● EXTRACT PROVIDED:
──────

And budget cuts are contributing to brain drain. The UA science unit budget was cut 7.2 percent last year, and it faced 1 percent to 2 percent cuts in the previous two years.
When Bio5 Institute founder and biochemist Thomas Baldwin left the UA last year, he cited budget cuts in seven of his nine years at the UA as a factor in his decision to leave. He and his wife, biochemistry lecturer Miriam Ziegler, went to UC-Riverside.
Both Moran and Ochman are known for recruiting and mentoring young faculty members.
Matthew Sullivan said the couple lured him to the UA from MIT.
"They picked me out before I was even on the job market," he said. "I was at the ivory tower of MIT and I thought, 'University of Arizona — who wants to go there?' "
Sullivan said he visited and "fell in love with the tight-knit academic community with incredible strengths. For me, Howard and Nancy are right there at the heart of what I wanted to do. These are two leaders in the field — two of the top five or 10 in the field in the world," Sullivan said.
At Yale, the couple will head up a new institute in microbial diversity, one of five new scientific endeavors to be housed in a 434,000-square-foot laboratory space formerly owned by Bayer HealthCare in West Haven, seven miles from Yale's New Haven, Conn., campus.

──────

● DATA EXTRACT:
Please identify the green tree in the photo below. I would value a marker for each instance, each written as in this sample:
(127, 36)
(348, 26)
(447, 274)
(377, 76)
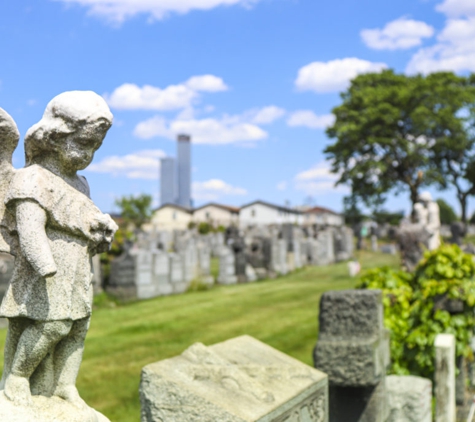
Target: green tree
(135, 210)
(386, 130)
(454, 131)
(447, 213)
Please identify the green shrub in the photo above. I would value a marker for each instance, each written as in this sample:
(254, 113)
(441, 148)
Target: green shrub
(413, 309)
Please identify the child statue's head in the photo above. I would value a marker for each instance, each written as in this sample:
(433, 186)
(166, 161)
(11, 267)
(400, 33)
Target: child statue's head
(72, 129)
(9, 136)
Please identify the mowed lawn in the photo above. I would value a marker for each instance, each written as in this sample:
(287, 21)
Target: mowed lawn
(123, 339)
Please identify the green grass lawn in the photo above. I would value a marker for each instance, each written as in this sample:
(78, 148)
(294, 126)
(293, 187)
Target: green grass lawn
(123, 339)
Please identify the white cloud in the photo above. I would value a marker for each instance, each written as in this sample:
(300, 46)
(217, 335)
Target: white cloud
(206, 83)
(334, 75)
(267, 115)
(118, 11)
(132, 97)
(308, 118)
(455, 50)
(400, 34)
(457, 8)
(213, 189)
(227, 130)
(318, 180)
(139, 165)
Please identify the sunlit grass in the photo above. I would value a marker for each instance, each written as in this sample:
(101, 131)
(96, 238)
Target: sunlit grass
(123, 339)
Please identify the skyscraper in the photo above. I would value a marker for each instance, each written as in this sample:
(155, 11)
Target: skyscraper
(184, 170)
(168, 191)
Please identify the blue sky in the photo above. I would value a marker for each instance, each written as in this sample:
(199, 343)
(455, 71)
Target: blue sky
(253, 82)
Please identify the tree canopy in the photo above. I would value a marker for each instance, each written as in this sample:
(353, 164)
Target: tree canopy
(447, 213)
(394, 132)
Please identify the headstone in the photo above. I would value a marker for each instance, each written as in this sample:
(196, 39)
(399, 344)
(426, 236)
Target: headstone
(161, 273)
(146, 289)
(458, 231)
(389, 249)
(445, 408)
(227, 269)
(122, 276)
(353, 349)
(204, 259)
(97, 274)
(177, 279)
(239, 380)
(250, 274)
(410, 398)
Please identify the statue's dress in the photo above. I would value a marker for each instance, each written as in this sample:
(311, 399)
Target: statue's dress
(68, 294)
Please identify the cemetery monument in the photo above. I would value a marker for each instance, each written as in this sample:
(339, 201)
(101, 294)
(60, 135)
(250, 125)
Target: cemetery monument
(53, 229)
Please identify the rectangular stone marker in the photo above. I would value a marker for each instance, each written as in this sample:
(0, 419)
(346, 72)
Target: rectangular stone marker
(145, 288)
(445, 409)
(352, 348)
(239, 380)
(161, 273)
(410, 398)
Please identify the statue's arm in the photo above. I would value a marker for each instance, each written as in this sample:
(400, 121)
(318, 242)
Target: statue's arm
(34, 245)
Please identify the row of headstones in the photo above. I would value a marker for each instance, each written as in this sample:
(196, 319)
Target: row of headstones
(148, 269)
(243, 379)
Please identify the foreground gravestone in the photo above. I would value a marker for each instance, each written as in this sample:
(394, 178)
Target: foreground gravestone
(54, 229)
(239, 380)
(410, 399)
(445, 410)
(353, 349)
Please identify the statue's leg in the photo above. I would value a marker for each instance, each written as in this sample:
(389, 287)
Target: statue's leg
(67, 360)
(36, 341)
(15, 329)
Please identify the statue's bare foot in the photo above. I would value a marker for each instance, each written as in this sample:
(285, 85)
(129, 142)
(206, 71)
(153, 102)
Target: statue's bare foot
(71, 394)
(17, 390)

──────

● REQUIREMENT 1:
Answer these questions using the article on University of Arizona faculty departures.
(a) By what percentage was the UA science unit budget cut last year?
(b) Which university did Thomas Baldwin and Miriam Ziegler go to?
(c) How large is the laboratory space that will house the new institute in microbial diversity?
● REQUIREMENT 2: Reproduce word for word the passage of the article on University of Arizona faculty departures from "When Bio5 Institute" up to and including "went to UC-Riverside.".

● REPLY 1:
(a) 7.2 percent
(b) UC-Riverside
(c) 434,000 square feet

● REPLY 2:
When Bio5 Institute founder and biochemist Thomas Baldwin left the UA last year, he cited budget cuts in seven of his nine years at the UA as a factor in his decision to leave. He and his wife, biochemistry lecturer Miriam Ziegler, went to UC-Riverside.